(EXTRAIT DU TEXTE)
Allocution de M. Raymond FORNI

Président de l'Assemblée nationale

    Messieurs les Présidents, Mesdames, Messieurs,

    Je suis très heureux que l'Assemblée nationale accueille ce matin le colloque organisé par la Fondation Robert Schuman et l'Association Jean Monnet, à l'occasion du cinquantième anniversaire de cette étape fondatrice de l'histoire de notre continent, la déclaration par laquelle Robert Schuman, inspiré par Jean Monnet, annonçait la création de la CECA. Votre objectif d'aujourd'hui, auquel je m'associe, n'est pas seulement, en cette journée de l'Europe, de procéder à une commémoration, quelque légitime qu'elle soit, mais bien d'essayer de dresser un bilan de ce demi-siècle d'histoire européenne, et surtout d'envisager les orientations à donner à cette entreprise majeure.

    Ce colloque se déroule en une journée où, comme vous le savez, l'Assemblée nationale examine elle-même la politique européenne de la France, dans la perspective de la prochaine présidence française de l'Union. Il est bon que les réflexions et les débats se multiplient dans ce domaine essentiel.

    Où en sommes-nous en Europe ? Les résultats atteints sont considérables, au point de paraître tout naturels. L'attractivité du modèle européen est démontrée par l'aspiration des pays de l'Europe centrale et orientale à s'associer à cette _uvre, et à y lier leurs destins.

(ENREGISTREMENTS EXTRAITS)
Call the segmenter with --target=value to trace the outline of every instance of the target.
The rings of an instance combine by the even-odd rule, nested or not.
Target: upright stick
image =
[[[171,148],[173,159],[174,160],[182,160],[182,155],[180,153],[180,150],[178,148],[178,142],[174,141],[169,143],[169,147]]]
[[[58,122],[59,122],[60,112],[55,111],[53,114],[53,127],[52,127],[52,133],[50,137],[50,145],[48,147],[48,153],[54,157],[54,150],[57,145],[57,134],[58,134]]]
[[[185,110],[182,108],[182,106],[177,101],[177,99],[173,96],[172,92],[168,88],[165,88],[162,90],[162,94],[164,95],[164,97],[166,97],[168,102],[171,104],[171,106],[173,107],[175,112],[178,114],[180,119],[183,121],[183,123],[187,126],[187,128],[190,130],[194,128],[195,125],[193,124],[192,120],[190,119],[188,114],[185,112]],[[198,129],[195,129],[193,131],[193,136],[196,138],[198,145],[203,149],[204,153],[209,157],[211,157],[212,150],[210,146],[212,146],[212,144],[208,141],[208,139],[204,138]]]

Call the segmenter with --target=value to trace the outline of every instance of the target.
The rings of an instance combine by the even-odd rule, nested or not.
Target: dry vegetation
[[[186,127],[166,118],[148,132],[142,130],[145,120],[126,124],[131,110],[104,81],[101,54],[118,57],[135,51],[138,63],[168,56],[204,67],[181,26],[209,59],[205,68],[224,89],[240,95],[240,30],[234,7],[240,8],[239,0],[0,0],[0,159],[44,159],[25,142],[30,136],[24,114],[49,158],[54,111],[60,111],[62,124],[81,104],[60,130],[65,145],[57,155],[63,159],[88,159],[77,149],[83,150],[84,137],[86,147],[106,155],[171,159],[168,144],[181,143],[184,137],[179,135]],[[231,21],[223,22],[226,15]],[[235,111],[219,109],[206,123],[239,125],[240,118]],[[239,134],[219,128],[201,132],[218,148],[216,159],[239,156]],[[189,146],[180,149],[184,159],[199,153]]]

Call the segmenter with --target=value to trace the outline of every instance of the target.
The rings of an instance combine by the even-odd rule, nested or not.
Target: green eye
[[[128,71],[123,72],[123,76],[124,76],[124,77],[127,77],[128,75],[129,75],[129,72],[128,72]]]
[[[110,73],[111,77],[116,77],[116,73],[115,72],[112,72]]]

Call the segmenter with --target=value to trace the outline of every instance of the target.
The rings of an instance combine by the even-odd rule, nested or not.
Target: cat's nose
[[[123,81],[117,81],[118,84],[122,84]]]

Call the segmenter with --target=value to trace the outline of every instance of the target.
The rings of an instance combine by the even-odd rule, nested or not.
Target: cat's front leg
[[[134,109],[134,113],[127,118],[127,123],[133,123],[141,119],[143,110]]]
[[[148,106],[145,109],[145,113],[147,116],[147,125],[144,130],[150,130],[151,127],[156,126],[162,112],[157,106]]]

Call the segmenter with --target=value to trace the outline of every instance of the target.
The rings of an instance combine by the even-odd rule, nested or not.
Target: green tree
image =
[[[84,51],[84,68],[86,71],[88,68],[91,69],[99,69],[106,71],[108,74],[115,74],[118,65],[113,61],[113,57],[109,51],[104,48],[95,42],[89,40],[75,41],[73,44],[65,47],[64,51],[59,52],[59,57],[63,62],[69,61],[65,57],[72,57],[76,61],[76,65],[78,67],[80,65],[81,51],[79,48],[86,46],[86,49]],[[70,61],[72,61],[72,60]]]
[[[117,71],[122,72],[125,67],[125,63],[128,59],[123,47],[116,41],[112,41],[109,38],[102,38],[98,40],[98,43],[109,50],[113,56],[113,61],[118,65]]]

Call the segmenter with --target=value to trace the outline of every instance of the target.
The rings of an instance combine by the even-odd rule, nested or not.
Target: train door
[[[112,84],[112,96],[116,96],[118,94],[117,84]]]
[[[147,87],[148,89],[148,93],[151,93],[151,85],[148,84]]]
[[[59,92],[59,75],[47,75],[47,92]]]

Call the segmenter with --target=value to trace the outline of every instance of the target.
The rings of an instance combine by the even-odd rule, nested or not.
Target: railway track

(CONSIGNES)
a - Selon l'allocution, quelles organisations ont organisé le colloque accueilli par l'Assemblée nationale ?
b - Reproduisez à l'identique le passage de l'allocution allant de « Ce colloque se » à « lier leurs destins. ».
c - Récrivez sous forme de liste concise le paragraphe de l'allocution qui commence par « Je suis très heureux », en conservant ses faits essentiels.

(RÉPONSES COMPLÈTES)
a - La Fondation Robert Schuman et l'Association Jean Monnet.

b -
Ce colloque se déroule en une journée où, comme vous le savez, l'Assemblée nationale examine elle-même la politique européenne de la France, dans la perspective de la prochaine présidence française de l'Union. Il est bon que les réflexions et les débats se multiplient dans ce domaine essentiel.

    Où en sommes-nous en Europe ? Les résultats atteints sont considérables, au point de paraître tout naturels. L'attractivité du modèle européen est démontrée par l'aspiration des pays de l'Europe centrale et orientale à s'associer à cette _uvre, et à y lier leurs destins.

c -
- L'Assemblée nationale accueille ce matin un colloque organisé par la Fondation Robert Schuman et l'Association Jean Monnet.
- Ce colloque marque le cinquantième anniversaire de la déclaration par laquelle Robert Schuman, inspiré par Jean Monnet, annonçait la création de la CECA.
- En cette journée de l'Europe, le colloque ne vise pas seulement une commémoration. Il entend aussi dresser un bilan de ce demi-siècle d'histoire européenne et envisager les orientations à donner à cette entreprise.
- L'orateur s'associe à cet objectif.